(Image segmentation records)
-- BEGIN --

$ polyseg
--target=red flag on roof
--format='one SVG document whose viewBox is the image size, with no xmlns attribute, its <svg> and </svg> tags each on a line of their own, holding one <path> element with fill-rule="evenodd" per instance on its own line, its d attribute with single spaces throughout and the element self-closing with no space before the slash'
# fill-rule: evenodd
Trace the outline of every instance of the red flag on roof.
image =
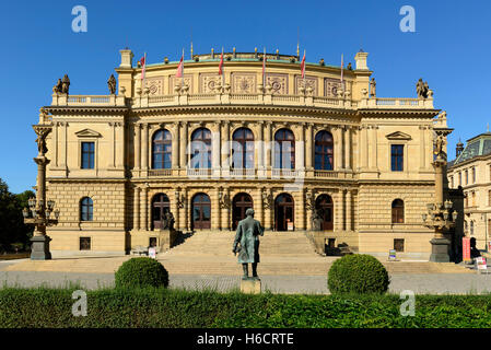
<svg viewBox="0 0 491 350">
<path fill-rule="evenodd" d="M 300 63 L 300 69 L 302 71 L 302 78 L 305 78 L 305 50 L 304 50 L 304 57 L 302 58 L 302 62 Z"/>
<path fill-rule="evenodd" d="M 144 54 L 144 56 L 140 59 L 140 65 L 141 65 L 141 80 L 145 79 L 145 68 L 147 68 L 147 52 Z"/>
<path fill-rule="evenodd" d="M 223 47 L 222 47 L 222 55 L 220 56 L 220 65 L 219 65 L 219 75 L 223 74 Z"/>
<path fill-rule="evenodd" d="M 183 71 L 184 71 L 184 49 L 183 49 L 183 56 L 180 56 L 179 66 L 177 66 L 176 78 L 183 78 Z"/>
</svg>

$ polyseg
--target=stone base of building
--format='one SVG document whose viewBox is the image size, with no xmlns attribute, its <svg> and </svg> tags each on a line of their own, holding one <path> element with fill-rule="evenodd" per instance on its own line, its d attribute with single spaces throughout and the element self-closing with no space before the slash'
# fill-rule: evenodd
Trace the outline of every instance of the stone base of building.
<svg viewBox="0 0 491 350">
<path fill-rule="evenodd" d="M 260 294 L 261 280 L 255 278 L 241 280 L 241 292 L 246 294 Z"/>
<path fill-rule="evenodd" d="M 50 260 L 51 253 L 49 252 L 50 237 L 47 235 L 33 236 L 31 238 L 31 260 Z"/>
</svg>

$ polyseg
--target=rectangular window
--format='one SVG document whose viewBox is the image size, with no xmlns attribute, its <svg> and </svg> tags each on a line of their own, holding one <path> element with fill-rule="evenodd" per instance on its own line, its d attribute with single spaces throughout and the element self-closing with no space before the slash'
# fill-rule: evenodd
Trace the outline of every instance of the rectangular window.
<svg viewBox="0 0 491 350">
<path fill-rule="evenodd" d="M 404 238 L 394 238 L 394 249 L 396 252 L 404 252 Z"/>
<path fill-rule="evenodd" d="M 91 249 L 91 237 L 80 237 L 80 250 Z"/>
<path fill-rule="evenodd" d="M 82 168 L 94 168 L 94 142 L 82 142 Z"/>
<path fill-rule="evenodd" d="M 404 144 L 390 145 L 391 171 L 404 171 Z"/>
</svg>

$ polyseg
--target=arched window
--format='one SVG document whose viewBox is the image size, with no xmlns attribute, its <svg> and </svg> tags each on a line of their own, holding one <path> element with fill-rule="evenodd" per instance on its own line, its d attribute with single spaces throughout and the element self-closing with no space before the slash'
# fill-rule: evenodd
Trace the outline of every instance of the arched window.
<svg viewBox="0 0 491 350">
<path fill-rule="evenodd" d="M 404 223 L 404 201 L 401 199 L 393 201 L 393 223 Z"/>
<path fill-rule="evenodd" d="M 232 136 L 232 167 L 254 168 L 254 135 L 250 129 L 239 128 Z"/>
<path fill-rule="evenodd" d="M 315 136 L 315 170 L 331 171 L 334 165 L 332 135 L 328 131 L 319 131 Z"/>
<path fill-rule="evenodd" d="M 290 129 L 274 133 L 274 167 L 295 168 L 295 137 Z"/>
<path fill-rule="evenodd" d="M 168 130 L 159 130 L 152 139 L 152 168 L 171 168 L 172 136 Z"/>
<path fill-rule="evenodd" d="M 211 167 L 211 131 L 196 129 L 191 135 L 191 168 Z"/>
<path fill-rule="evenodd" d="M 93 220 L 94 206 L 92 199 L 89 197 L 83 197 L 80 201 L 80 221 L 92 221 Z"/>
</svg>

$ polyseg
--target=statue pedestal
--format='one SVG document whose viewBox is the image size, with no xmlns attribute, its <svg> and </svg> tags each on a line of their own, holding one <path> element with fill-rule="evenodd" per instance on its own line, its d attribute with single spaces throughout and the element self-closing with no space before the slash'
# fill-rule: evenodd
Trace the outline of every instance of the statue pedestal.
<svg viewBox="0 0 491 350">
<path fill-rule="evenodd" d="M 246 280 L 241 280 L 241 293 L 260 294 L 260 292 L 261 292 L 260 279 L 248 278 Z"/>
<path fill-rule="evenodd" d="M 168 229 L 161 230 L 161 232 L 159 233 L 161 252 L 171 249 L 174 246 L 176 238 L 177 238 L 176 230 L 168 230 Z"/>
<path fill-rule="evenodd" d="M 50 260 L 49 238 L 47 235 L 37 235 L 31 238 L 31 260 Z"/>
<path fill-rule="evenodd" d="M 431 255 L 430 261 L 433 262 L 449 262 L 451 256 L 448 255 L 451 241 L 447 238 L 436 238 L 430 241 L 431 243 Z"/>
</svg>

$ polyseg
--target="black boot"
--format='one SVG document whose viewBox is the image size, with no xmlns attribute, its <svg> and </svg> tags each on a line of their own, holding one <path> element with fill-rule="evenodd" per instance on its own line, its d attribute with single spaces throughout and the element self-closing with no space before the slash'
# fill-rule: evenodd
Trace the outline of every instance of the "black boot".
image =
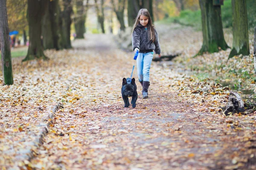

-- END --

* [DIRECTIONS FOR THIS TASK]
Reproduce every line of the records above verbatim, omitting the pictures.

* [EXERCISE OUTPUT]
$ polyseg
--target=red flag on roof
--format='one SVG document whose viewBox is the image size, with no xmlns attribute, its <svg> and </svg> tags each on a line of their own, holding one <path> element with fill-rule="evenodd" per instance on its own line, its d attribute with single spaces throughout and the element self-closing with no space before the slash'
# fill-rule: evenodd
Trace the outline of every instance of the red flag on roof.
image =
<svg viewBox="0 0 491 350">
<path fill-rule="evenodd" d="M 300 63 L 300 69 L 302 71 L 302 78 L 305 78 L 305 50 L 304 50 L 304 57 L 302 58 L 302 62 Z"/>
<path fill-rule="evenodd" d="M 144 54 L 144 56 L 140 59 L 140 65 L 141 65 L 141 80 L 145 79 L 145 68 L 147 68 L 147 52 Z"/>
<path fill-rule="evenodd" d="M 223 47 L 222 47 L 222 55 L 220 56 L 220 65 L 219 65 L 219 75 L 223 74 Z"/>
<path fill-rule="evenodd" d="M 183 71 L 184 71 L 184 49 L 183 49 L 183 56 L 180 56 L 179 66 L 177 66 L 176 78 L 183 78 Z"/>
</svg>

$ polyseg
--target=stone base of building
--format='one SVG document whose viewBox is the image size, with no xmlns attribute, its <svg> and </svg> tags each on a line of their own, holding one <path> element with fill-rule="evenodd" per instance on its own line, its d attribute with single spaces throughout and the element self-closing with no space before the slash'
# fill-rule: evenodd
Trace the outline of every instance of the stone base of building.
<svg viewBox="0 0 491 350">
<path fill-rule="evenodd" d="M 260 294 L 261 280 L 255 278 L 241 280 L 241 292 L 246 294 Z"/>
<path fill-rule="evenodd" d="M 50 260 L 51 253 L 49 252 L 50 237 L 47 235 L 33 236 L 31 238 L 31 260 Z"/>
</svg>

$ polyseg
--target=rectangular window
--format='one SVG document whose viewBox is the image size, with no xmlns attribute, its <svg> and </svg> tags each on a line of their own, holding one <path> element with fill-rule="evenodd" per instance on its own line, its d attribute with single spaces throughout and the element self-closing with no space before the slash'
# fill-rule: evenodd
Trace the outline of every instance of the rectangular window.
<svg viewBox="0 0 491 350">
<path fill-rule="evenodd" d="M 404 238 L 394 238 L 394 249 L 396 252 L 404 252 Z"/>
<path fill-rule="evenodd" d="M 91 249 L 91 237 L 80 237 L 80 250 Z"/>
<path fill-rule="evenodd" d="M 82 168 L 94 168 L 94 142 L 82 142 Z"/>
<path fill-rule="evenodd" d="M 404 144 L 390 145 L 391 171 L 404 171 Z"/>
</svg>

$ polyseg
--target=arched window
--format='one SVG document whose viewBox is the image size, with no xmlns attribute, its <svg> and </svg> tags each on a line of their own, holding one <path> element with fill-rule="evenodd" per instance on its own line, its d attribute with single spaces throughout and the element self-closing with no space before the slash'
# fill-rule: evenodd
Trace the outline of every instance of the arched window.
<svg viewBox="0 0 491 350">
<path fill-rule="evenodd" d="M 404 223 L 404 201 L 401 199 L 393 201 L 393 223 Z"/>
<path fill-rule="evenodd" d="M 232 136 L 232 167 L 254 168 L 254 135 L 250 129 L 239 128 Z"/>
<path fill-rule="evenodd" d="M 315 136 L 315 170 L 331 171 L 334 165 L 332 135 L 328 131 L 319 131 Z"/>
<path fill-rule="evenodd" d="M 290 129 L 274 133 L 274 167 L 295 168 L 295 137 Z"/>
<path fill-rule="evenodd" d="M 168 130 L 159 130 L 152 139 L 152 168 L 171 168 L 172 136 Z"/>
<path fill-rule="evenodd" d="M 211 167 L 211 131 L 196 129 L 191 135 L 191 168 Z"/>
<path fill-rule="evenodd" d="M 93 220 L 94 206 L 92 199 L 89 197 L 83 197 L 80 201 L 80 221 L 92 221 Z"/>
</svg>

$ polyseg
--target=statue pedestal
--format='one SVG document whose viewBox is the image size, with no xmlns attribute, its <svg> and </svg> tags each on a line of their own, holding one <path> element with fill-rule="evenodd" per instance on its own line, its d attribute with single spaces throughout and the element self-closing with no space before the slash'
# fill-rule: evenodd
Trace the outline of every instance of the statue pedestal.
<svg viewBox="0 0 491 350">
<path fill-rule="evenodd" d="M 246 280 L 241 280 L 241 293 L 260 294 L 260 292 L 261 292 L 260 279 L 248 278 Z"/>
<path fill-rule="evenodd" d="M 168 229 L 161 230 L 161 232 L 159 233 L 161 252 L 171 249 L 174 246 L 176 238 L 177 238 L 176 230 L 168 230 Z"/>
<path fill-rule="evenodd" d="M 50 260 L 49 238 L 47 235 L 37 235 L 31 238 L 31 260 Z"/>
<path fill-rule="evenodd" d="M 431 255 L 430 261 L 433 262 L 449 262 L 451 256 L 448 255 L 451 241 L 447 238 L 436 238 L 430 241 L 431 243 Z"/>
</svg>

$ polyseg
--target="black boot"
--format='one SVG document whose viewBox is the image size, with no xmlns attribute, its <svg> and </svg> tags each on a line of their own, holding one <path> element with fill-rule="evenodd" per instance on its own line, its d attribute with single spaces throughout and the element self-closing with no space before the slash'
# fill-rule: evenodd
Trace the outline of every instance of the "black boot".
image =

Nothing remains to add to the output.